Written instruction
Rescale the entries from the line that has "Grounding request — find the dog's fur" through the line that has "xmin=0 ymin=175 xmax=810 ymax=540", reproducing every line in that span, requests included, and giving nothing else. Multiply each box coordinate in the answers by 0.55 and round to whole numbers, with halves rounded up.

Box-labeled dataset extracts
··········

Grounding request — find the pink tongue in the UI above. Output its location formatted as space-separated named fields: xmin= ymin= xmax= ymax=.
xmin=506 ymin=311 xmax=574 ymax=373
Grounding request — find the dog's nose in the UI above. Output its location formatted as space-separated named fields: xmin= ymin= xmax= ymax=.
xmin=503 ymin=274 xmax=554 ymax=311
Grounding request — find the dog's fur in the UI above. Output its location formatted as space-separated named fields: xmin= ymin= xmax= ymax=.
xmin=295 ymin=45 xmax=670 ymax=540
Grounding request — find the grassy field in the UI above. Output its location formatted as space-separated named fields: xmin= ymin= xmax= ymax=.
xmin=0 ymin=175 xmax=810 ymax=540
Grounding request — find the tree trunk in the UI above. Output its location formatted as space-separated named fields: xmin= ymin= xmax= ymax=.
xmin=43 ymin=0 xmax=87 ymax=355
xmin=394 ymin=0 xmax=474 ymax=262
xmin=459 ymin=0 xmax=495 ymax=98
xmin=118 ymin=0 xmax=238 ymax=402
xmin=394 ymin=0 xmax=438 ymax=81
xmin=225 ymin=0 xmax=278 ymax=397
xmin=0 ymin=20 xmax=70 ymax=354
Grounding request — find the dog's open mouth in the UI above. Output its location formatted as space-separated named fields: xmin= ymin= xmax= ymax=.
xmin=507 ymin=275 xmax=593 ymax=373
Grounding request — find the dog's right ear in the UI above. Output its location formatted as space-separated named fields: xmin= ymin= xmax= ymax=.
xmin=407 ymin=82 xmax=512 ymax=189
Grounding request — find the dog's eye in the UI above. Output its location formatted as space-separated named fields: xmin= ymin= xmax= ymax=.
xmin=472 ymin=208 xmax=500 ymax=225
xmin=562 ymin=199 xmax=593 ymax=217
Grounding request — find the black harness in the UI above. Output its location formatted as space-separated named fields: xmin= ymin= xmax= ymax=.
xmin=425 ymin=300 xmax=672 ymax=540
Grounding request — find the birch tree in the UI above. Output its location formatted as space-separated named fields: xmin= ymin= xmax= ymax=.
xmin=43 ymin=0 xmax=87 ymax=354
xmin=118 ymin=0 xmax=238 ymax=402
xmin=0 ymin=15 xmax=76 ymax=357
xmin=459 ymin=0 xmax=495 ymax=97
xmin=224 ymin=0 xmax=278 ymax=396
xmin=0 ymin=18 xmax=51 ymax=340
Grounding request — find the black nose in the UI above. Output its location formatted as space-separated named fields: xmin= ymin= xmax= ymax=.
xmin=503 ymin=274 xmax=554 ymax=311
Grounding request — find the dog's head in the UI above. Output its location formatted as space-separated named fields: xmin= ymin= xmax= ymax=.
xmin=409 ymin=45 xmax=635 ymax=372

··········

Answer to the problem
Grounding request — find the dog's fur in the UI above. Output its location formatted as space-separated named fields: xmin= ymin= xmax= ymax=.
xmin=162 ymin=25 xmax=369 ymax=297
Grounding request — find the grassy field in the UI above. Output its location formatted as space-separated named fields: xmin= ymin= xmax= ymax=.
xmin=0 ymin=96 xmax=446 ymax=297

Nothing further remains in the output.